» **Set task**:
State how many lines of the data contain the string "cloud", treating uppercase and lowercase letters as distinct. Give only the number.

» **Excerpted data**:

****

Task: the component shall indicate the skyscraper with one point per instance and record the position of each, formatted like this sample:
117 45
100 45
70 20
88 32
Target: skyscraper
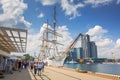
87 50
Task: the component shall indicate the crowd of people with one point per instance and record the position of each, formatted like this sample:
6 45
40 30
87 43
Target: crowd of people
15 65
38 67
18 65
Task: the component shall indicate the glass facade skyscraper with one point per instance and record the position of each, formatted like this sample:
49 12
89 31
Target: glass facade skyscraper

****

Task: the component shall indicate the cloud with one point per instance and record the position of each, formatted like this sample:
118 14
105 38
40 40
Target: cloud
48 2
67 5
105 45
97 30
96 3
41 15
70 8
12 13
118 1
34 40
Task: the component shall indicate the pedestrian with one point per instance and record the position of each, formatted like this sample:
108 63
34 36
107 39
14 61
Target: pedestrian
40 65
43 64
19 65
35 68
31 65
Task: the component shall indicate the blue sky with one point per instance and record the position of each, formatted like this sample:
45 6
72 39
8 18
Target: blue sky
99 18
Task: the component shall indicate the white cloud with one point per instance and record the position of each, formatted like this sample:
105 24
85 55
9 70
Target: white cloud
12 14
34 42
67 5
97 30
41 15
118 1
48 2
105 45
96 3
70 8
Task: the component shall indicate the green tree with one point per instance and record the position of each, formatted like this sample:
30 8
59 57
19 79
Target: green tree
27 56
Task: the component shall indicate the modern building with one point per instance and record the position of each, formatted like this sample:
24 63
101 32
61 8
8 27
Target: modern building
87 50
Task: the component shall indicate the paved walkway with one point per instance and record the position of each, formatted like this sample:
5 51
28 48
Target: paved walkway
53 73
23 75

****

» **The solution**:
4